Responsabilidade por pagamento de honorários periciais.




A Constituição da República de 1988 prevê, em seu art. 5º, LXXIV, com força de clausula pétrea, e representativa de direito fundamental, que o Estado prestará assistência jurídica integral e gratuita aos que comprovarem insuficiência de recursos.
Neste sentido, o art. 790-B, caput, e seu correlato parágrafo 4º, com redação emprestada pela lei 13.467/2017, merecem interpretação conforme a Constituição, ao preverem que a responsabilidade pelo pagamento dos honorários periciais é da parte sucumbente na pretensão objeto da perícia, ainda que beneficiária da justiça gratuita, e que somente no caso em que o beneficiário da justiça gratuita não tenha obtido em juízo créditos capazes de suportar a despesa referida no caput, ainda que em outro processo, a União responderá pelo encargo. Da mesma forma, o art. 791-A, parágrafo 4º, da CLT, com redação emprestada pela lei 13.467/2017, ao tratar da sucumbência em relação ao pagamento de honorários advocatícios, merece interpretação conforme a Constituição, ao prever que, vencido o beneficiário da justiça gratuita, desde que não tenha obtido em juízo, ainda que em outro processo, créditos capazes de suportar a despesa, as obrigações decorrentes de sua sucumbência ficarão sob condição suspensiva de exigibilidade e somente poderão ser executadas se, nos dois anos subsequentes ao trânsito em julgado da decisão que as certificou, o credor demonstrar que deixou de existir a situação de insuficiência de recursos que justificou a concessão de gratuidade, extinguindo-se, passado esse prazo, tais obrigações do beneficiário.
Há que se conjugar as previsões dos arts. 790-B, par. 4º, e 791-A, par. 4º, ambos da CLT, no sentido de que o beneficiário da justiça gratuita responde pelo valor dos honorários advocatícios e/ou periciais, se tiver obtido em juízo “créditos capazes de suportar a despesa”, com o mandamento Constitucional do art. 5º, LXXIV, de se garantir assistência jurídica integral para aqueles que comprovarem insuficiência de recursos. Em termos: há que se perquirir o parâmetro objetivo para definição do volume de créditos capazes de suportar a despesa, sem prejuízo à garantia constitucional da assistência integral, para aquele que está em contexto de insuficiência de recursos.

Dados guardados

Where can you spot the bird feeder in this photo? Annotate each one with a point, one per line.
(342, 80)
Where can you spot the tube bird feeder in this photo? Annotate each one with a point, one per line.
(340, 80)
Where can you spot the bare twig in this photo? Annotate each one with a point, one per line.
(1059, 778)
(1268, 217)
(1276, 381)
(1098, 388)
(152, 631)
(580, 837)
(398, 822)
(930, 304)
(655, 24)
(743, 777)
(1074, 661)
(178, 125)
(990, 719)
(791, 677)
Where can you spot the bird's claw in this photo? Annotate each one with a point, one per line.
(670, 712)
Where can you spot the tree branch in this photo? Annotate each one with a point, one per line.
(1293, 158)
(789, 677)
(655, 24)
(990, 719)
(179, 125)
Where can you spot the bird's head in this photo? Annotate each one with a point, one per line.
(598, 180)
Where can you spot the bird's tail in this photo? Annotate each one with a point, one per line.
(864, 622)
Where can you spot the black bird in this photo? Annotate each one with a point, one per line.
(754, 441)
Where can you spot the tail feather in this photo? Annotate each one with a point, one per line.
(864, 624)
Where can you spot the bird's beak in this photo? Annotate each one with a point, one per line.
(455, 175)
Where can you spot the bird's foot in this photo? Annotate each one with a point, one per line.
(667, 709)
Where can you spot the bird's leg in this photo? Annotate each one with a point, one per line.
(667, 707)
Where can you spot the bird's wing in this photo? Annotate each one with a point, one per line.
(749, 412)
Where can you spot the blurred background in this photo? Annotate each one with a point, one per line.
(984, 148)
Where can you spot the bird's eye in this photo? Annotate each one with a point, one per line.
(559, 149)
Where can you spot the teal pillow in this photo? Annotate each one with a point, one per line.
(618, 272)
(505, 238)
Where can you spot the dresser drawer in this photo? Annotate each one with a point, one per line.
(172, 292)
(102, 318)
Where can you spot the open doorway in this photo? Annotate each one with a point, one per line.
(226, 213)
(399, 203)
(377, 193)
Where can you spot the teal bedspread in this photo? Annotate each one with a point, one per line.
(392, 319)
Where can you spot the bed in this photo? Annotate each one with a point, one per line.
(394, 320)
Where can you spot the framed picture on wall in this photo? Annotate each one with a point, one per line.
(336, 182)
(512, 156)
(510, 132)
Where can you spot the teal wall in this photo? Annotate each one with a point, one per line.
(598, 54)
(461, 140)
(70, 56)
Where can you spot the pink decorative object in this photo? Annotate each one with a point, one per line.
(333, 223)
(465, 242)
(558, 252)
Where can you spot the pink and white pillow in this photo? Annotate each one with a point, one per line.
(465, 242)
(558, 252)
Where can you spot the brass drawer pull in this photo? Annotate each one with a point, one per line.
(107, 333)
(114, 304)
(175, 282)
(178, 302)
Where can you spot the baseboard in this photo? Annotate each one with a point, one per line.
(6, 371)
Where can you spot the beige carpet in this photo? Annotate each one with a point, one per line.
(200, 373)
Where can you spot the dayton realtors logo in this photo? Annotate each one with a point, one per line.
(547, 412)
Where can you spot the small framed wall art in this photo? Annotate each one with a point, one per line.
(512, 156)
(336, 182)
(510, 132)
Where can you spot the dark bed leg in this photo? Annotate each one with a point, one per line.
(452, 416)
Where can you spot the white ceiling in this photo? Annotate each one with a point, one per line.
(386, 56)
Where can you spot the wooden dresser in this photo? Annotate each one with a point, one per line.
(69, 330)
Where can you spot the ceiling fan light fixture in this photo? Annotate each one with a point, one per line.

Partes do exercício
a) Liste os artigos citados no texto sobre honorários periciais, com a lei a que cada um pertence.
b) No texto sobre honorários periciais, quem paga esses honorários quando o beneficiário da justiça gratuita não obteve em juízo créditos capazes de suportar a despesa?
As linhas não servem para nada aqui.

Problemas resolvidos
a) Art. 5º da Constituição da República de 1988; art. 790-B da CLT; art. 791-A da CLT.

b) A União.